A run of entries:

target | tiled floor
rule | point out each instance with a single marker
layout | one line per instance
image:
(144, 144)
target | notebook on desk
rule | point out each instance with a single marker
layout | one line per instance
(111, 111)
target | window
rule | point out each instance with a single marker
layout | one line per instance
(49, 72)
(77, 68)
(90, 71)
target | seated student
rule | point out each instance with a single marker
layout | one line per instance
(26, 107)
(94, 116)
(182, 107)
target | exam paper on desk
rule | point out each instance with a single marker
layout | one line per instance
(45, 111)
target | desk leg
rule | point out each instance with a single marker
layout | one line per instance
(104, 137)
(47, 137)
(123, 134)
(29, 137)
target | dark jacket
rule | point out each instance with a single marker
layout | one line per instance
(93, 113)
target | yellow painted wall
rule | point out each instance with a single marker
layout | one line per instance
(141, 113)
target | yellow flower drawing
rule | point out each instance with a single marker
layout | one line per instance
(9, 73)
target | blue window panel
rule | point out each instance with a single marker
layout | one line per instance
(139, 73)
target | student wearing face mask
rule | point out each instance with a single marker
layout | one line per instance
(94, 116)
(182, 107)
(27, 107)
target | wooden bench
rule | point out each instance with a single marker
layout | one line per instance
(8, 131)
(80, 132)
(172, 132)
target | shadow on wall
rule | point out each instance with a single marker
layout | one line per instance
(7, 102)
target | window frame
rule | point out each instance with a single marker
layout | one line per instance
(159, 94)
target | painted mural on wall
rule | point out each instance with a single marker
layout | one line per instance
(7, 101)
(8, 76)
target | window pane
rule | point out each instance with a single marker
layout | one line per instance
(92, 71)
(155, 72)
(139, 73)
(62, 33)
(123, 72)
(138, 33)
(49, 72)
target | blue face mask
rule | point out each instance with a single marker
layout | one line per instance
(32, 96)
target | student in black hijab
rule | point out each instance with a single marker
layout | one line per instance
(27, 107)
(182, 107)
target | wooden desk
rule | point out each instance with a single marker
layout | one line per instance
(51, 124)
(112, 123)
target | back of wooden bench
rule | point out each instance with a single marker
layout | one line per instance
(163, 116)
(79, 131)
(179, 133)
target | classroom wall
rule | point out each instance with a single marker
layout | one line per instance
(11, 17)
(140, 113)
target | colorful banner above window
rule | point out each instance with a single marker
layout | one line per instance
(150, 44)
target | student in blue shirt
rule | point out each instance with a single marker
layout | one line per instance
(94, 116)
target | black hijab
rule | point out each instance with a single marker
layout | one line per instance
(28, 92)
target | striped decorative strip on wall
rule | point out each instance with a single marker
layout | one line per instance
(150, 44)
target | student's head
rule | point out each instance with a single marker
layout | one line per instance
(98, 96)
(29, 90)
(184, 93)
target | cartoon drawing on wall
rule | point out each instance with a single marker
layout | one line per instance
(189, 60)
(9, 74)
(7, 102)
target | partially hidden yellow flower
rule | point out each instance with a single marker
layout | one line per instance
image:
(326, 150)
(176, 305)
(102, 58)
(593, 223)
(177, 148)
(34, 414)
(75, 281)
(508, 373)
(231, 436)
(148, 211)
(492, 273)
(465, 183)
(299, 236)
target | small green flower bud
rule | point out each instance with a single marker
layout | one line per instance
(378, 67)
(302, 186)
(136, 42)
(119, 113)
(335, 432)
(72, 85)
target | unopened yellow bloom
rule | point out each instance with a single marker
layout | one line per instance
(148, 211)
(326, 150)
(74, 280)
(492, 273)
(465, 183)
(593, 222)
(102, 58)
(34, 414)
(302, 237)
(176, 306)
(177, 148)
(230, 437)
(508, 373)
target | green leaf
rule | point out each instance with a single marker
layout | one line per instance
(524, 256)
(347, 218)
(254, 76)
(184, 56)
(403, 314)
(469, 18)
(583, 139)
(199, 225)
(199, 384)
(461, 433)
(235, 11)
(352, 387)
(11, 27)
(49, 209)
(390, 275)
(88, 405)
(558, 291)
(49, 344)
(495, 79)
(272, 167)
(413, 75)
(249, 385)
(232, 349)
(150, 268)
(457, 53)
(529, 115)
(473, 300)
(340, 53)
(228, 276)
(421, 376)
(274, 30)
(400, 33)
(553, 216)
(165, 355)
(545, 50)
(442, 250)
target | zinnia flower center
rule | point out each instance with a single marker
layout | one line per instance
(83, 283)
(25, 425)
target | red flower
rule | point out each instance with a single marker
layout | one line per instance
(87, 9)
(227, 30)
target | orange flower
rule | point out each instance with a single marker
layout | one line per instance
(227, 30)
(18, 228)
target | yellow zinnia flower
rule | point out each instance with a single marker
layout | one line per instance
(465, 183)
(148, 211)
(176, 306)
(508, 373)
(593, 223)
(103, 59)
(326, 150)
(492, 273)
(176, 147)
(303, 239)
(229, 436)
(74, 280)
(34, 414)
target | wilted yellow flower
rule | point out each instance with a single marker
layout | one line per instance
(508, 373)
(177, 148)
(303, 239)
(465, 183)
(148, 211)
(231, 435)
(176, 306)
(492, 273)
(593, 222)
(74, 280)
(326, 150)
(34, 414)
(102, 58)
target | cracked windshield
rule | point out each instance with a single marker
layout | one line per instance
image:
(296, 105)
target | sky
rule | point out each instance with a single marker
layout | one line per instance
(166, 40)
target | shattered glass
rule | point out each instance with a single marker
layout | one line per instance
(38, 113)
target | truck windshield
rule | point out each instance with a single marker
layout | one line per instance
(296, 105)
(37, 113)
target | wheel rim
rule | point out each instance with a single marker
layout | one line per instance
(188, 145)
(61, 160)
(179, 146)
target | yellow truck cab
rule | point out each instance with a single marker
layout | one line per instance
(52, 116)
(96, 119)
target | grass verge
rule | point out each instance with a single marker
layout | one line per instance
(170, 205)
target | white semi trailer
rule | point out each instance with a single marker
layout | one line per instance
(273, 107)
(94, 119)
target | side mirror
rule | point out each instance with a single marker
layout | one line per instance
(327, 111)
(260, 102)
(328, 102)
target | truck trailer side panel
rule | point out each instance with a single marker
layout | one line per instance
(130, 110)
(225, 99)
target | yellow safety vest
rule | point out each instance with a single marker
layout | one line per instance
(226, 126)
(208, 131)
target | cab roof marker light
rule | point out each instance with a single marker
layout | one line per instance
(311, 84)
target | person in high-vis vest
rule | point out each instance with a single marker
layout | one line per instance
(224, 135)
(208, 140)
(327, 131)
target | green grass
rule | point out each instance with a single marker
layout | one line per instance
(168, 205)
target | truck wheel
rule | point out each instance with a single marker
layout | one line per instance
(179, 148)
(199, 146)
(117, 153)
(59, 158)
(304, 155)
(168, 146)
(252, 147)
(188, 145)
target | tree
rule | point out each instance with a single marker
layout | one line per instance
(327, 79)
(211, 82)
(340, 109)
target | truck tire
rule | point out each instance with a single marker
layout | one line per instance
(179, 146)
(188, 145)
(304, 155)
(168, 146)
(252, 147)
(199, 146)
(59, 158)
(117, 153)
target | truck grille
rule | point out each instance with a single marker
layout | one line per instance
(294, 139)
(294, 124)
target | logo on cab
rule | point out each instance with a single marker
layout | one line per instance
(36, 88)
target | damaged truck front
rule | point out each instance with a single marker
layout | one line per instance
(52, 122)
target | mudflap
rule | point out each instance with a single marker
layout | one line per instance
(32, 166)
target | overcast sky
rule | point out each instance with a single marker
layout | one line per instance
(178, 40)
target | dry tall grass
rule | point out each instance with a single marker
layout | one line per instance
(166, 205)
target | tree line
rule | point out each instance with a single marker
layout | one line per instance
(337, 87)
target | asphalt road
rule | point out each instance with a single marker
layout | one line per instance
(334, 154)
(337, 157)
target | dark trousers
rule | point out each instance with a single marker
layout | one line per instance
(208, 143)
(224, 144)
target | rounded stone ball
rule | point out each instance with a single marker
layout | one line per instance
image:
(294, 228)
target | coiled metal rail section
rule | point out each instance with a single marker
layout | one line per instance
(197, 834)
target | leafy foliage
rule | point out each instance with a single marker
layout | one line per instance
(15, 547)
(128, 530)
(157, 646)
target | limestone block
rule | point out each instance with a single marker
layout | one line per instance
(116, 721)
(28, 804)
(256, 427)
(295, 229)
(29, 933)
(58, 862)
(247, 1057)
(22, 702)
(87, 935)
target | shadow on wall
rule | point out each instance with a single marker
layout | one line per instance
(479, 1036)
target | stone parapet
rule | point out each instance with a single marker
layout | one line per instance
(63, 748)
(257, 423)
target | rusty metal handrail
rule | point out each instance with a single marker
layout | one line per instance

=== TASK OBJECTIVE ===
Output, without any change, the lines of the entries from the one containing "target | rounded stone ball" through the last line of the entries, including both ends.

=== WRITTEN RESPONSE ===
target | rounded stone ball
rule | point out each instance with a single marker
layout | one line per instance
image:
(294, 228)
target | coiled metal rail section
rule | point out each instance with a single marker
layout | one line per instance
(197, 834)
target | leafy foliage
rule | point out each instance with a single marker
layout | one line per instance
(15, 547)
(128, 530)
(157, 646)
target | limestone block
rule | point out each instance with a single marker
layout | one line per instance
(116, 721)
(28, 804)
(256, 427)
(295, 229)
(29, 933)
(58, 862)
(247, 1057)
(22, 702)
(87, 935)
target | shadow on wall
rule | point out each instance with a single marker
layout | one line per instance
(479, 1036)
target | stone parapet
rule | point out each instance with a single marker
layout | one line per instance
(63, 748)
(257, 423)
target | rusty metal handrail
rule | point out each instance with a single marker
layout | one line per instance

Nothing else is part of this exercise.